• Exercises to complete:
1 – Name every format that the pcb-rnd Eagle import post lists as an export target for a loaded layout or library.
2 – Reproduce the part of the pcb-rnd Eagle import post starting at "Friday, 15 December" and ending at "Cadsoft Eagle layouts.".
3 – Write the next part of the pcb-rnd Eagle import post, picking up after its final sentence.

Homebrew, open source, repurposed, hacked, software defined, open hardware

Friday, 15 December 2017

Importing Cadsoft Eagle Binary layouts and libraries into pcb-rnd

Further work has gone into pcb-rnd's

trunk/src_plugins/io_eagle/*

import/output plugin for Cadsoft Eagle layouts.

as a result, pcb-rnd can now import:

  • Eagle XML format layouts (.brd), i.e. version 6 and up, including netlist
  • Footprints in Eagle XML format libraries (.lib)
  • Eagle binary format layouts (.brd), i.e. versions 3, 4 and 5, including netlist
  • Footprints in Eagle binary format libraries (.lib)

With this new capability, existing OSHW designs and user contributed parts libraries can remain in the information commons without being fenced off by new changes to Eagle licensing.

As an example, here is the VK3AJG BC547 80m SSB transceiver design, loaded from an Eagle binary format layout (.brd) file made available by G4USP:


and here is a manufacturer supplied footprint for a 50mil spaced header that was only available in an Eagle binary library format:
 

and here is the same header after being exported in Kicad format and loaded into pcbnew:


And here is the legendary TV-be-gone PCB, found in Eagle binary format, and loaded into pcb-rnd:




These new capabilities are in SVN head currently, but will be in the next pcb-rnd package release due shortly.

Caveats include:

  • Eagle's occasional use of net names which are invalid in pcb-rnd, i.e. '-' for the ground net.
  • Thermals for features are indirectly defined in the Eagle file format with electrical nets, so thermals are not automatically generated on import at this point in time, but this could be implemented with more work, subject to user demand.
  • tDocu and bDocu layer features in elements are currently combined with silk layer features. Once pcb-rnd subcircuit refactoring is complete in the next development cycle, footprints will be able to support both silk and documentation layer features and the import-export plugins will be upgraded accordingly.

A loaded layout or library can be modified and/or saved in pcb-rnd's native file format, or exported into other supported formats which include:

  • Kicad s-expression and legacy
  • Protel Autotrax
  • gEDA PCB
  • FidoCadJ

allowing pcb-rnd to provide Eagle->gEDA PCB, Eagle->Kicad and Eagle->Protel Autotrax conversion if required, subject to any feature limitations in the target formats.

As with any of the other layout formats supported by pcb-rnd, an Eagle binary layout can be also be nominated for use as a library in pcb-rnd's preferences.

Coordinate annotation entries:
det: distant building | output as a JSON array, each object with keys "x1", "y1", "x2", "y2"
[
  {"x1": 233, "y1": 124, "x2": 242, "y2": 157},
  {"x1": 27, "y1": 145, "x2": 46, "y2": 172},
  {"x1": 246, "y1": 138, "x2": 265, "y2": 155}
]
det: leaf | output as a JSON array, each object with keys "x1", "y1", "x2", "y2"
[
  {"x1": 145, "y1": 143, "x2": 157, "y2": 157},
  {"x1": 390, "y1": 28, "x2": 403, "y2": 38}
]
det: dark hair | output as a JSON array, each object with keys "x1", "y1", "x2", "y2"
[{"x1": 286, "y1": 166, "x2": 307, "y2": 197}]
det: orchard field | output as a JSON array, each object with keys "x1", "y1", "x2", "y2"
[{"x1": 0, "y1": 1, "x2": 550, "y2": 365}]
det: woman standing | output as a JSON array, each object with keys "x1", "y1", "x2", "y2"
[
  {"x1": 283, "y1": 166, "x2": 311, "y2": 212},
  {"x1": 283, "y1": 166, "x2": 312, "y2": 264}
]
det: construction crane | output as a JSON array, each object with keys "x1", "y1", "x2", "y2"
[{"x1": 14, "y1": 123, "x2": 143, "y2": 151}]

• Task-by-task results:
1 –
- Kicad s-expression and legacy
- Protel Autotrax
- gEDA PCB
- FidoCadJ

2 –
Friday, 15 December 2017

Importing Cadsoft Eagle Binary layouts and libraries into pcb-rnd

Further work has gone into pcb-rnd's

trunk/src_plugins/io_eagle/*

import/output plugin for Cadsoft Eagle layouts.

3 –
In closing, with native support for both Eagle layouts and libraries in pcb-rnd, the need for external utilities such as eagle2gedapcb or translate2geda or the various ulp scripts in existence for exporting to foreign formats from within Eagle is much reduced. It should also be noted that pcb-rnd can be run headless, allowing batch conversion of files from the command line.

Thanks also to LA3PNA for his help with example files!!

Friday, 8 September 2017

Importing HPGL plot data into pcb-rnd PCB layouts

HPGL support has now been added to pcb-rnd, allowing import of HPGL plot data exported from programs such as mechanical CAD packages and graphic design and page layout packages such as Inkscape.

HPGL, short for "Hewlett Packard Graphics Language", is a simple graphics language tailored to the needs of plotters, allowing multiple pens to be defined, along with paths, arcs, and pen up, and pen down commands.

The importer code will import an HPGL file into a PCB layout, allowing artwork to be added to copper layers, silkscreen layers, mask layers, or outline layers.

Importantly, the outline layer is used to define board shapes. If the board is to fit a selected enclosure, the geometry is commonly available in and manipulated with mechanical CAD software packages which can export HPGL.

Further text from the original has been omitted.